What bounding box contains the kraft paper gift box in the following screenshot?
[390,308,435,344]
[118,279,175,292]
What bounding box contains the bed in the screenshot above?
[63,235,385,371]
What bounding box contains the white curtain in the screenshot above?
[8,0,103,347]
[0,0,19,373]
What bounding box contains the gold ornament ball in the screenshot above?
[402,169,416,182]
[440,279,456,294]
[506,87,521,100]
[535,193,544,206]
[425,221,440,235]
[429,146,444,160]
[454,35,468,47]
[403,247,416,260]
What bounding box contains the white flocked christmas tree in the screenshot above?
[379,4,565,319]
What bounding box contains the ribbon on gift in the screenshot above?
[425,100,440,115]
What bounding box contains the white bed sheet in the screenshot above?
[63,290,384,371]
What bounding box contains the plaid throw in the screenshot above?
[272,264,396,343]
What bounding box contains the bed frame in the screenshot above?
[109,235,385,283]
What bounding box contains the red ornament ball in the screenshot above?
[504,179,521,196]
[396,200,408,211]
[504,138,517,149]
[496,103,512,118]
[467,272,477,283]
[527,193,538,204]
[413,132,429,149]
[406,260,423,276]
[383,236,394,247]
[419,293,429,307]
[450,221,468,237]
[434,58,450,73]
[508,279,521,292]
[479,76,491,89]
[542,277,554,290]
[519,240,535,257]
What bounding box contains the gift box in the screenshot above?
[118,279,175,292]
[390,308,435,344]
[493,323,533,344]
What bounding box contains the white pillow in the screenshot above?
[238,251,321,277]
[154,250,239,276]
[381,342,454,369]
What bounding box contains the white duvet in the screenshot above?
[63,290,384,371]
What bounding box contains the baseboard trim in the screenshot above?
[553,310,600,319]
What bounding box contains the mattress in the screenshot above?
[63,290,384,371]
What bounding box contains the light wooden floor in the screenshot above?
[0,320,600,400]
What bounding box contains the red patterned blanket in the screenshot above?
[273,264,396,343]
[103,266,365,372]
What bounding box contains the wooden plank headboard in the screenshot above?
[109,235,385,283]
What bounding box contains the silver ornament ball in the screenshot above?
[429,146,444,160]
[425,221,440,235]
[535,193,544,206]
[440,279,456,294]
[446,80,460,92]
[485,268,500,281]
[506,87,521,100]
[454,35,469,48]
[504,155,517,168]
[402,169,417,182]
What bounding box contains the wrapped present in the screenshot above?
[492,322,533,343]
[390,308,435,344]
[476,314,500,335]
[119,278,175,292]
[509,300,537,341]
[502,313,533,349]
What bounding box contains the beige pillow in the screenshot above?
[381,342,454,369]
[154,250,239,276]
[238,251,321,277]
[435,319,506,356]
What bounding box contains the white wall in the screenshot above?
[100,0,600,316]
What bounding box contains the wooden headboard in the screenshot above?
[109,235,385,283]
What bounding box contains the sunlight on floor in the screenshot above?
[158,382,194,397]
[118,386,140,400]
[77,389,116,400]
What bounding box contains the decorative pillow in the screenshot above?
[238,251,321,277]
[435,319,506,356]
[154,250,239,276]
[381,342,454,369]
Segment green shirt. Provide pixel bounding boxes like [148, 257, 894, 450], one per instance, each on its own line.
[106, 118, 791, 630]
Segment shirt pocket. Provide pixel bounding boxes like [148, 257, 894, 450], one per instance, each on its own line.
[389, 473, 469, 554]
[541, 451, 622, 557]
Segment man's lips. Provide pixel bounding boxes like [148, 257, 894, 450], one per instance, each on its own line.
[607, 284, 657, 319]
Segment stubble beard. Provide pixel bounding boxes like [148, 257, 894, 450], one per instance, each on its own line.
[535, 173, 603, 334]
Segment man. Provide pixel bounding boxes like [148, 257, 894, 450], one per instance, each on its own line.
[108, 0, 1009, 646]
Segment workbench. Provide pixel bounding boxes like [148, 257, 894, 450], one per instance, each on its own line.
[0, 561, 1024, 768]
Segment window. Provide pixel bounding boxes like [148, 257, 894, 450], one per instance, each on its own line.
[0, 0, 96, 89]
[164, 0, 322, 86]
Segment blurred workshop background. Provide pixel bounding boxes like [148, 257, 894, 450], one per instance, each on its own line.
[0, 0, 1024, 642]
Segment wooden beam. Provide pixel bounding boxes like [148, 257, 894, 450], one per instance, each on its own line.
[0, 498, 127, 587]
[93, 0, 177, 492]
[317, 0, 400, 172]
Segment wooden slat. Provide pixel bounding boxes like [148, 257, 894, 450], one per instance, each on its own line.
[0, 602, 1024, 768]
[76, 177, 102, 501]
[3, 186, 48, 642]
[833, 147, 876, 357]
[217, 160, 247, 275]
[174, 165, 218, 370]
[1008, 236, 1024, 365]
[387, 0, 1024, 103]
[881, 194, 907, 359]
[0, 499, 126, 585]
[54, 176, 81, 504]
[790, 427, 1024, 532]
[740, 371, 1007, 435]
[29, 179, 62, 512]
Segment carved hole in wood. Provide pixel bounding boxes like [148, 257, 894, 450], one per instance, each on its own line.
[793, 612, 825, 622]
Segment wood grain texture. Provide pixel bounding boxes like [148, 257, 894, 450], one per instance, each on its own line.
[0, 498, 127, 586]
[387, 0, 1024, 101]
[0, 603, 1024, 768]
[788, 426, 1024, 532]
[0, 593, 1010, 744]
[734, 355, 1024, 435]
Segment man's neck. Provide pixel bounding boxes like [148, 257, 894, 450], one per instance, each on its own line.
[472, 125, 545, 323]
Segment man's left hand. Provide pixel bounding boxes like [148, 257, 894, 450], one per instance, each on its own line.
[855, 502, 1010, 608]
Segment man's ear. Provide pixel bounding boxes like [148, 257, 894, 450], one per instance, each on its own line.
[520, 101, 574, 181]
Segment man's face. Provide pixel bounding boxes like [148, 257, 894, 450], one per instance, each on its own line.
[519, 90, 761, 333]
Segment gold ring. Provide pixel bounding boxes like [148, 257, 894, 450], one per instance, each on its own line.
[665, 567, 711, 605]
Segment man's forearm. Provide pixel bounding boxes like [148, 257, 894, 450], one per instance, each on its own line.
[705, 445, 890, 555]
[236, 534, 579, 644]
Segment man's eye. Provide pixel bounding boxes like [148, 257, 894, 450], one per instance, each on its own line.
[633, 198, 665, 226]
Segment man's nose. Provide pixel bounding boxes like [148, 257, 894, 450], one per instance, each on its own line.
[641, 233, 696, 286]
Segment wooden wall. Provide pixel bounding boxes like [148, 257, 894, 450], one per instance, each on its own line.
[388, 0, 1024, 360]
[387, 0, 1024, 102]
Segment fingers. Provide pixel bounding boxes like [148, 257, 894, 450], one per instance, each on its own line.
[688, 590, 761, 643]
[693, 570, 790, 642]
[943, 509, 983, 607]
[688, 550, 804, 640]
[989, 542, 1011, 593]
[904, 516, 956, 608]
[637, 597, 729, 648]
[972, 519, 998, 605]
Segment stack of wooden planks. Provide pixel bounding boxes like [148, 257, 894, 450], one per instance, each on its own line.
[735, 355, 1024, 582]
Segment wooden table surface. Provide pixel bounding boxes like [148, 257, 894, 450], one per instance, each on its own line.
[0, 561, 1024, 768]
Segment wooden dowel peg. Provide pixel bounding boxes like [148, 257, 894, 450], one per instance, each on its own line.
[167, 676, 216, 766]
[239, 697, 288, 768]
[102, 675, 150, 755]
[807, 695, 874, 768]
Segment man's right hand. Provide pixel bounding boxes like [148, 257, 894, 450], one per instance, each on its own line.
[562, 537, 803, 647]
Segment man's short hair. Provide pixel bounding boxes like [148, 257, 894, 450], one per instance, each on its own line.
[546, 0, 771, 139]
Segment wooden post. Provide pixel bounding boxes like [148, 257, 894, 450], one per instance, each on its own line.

•••

■ Work instructions:
Copy out the items above word for word, from the very first line through the line that contains "[272,264,396,343]", keeping both ends.

■ Finished exercise:
What bounding box contains the kraft paper gift box in the following screenshot?
[390,308,435,344]
[118,279,175,292]
What bounding box contains the bed in the screenshot above?
[63,235,385,371]
What bounding box contains the white curtain in the screenshot above?
[8,0,103,347]
[0,0,19,373]
What bounding box contains the gold ornament ball in the screenshot above?
[402,169,416,182]
[440,279,456,294]
[506,87,521,100]
[535,193,544,206]
[425,221,440,235]
[429,146,444,160]
[454,35,468,47]
[403,247,416,260]
What bounding box contains the white flocked christmas tree in the screenshot above?
[379,4,565,319]
What bounding box contains the ribbon on gift in the screenshot above?
[425,100,440,115]
What bounding box contains the white bed sheet in the screenshot above?
[63,290,384,371]
What bounding box contains the plaid throw in the screenshot above?
[272,264,396,343]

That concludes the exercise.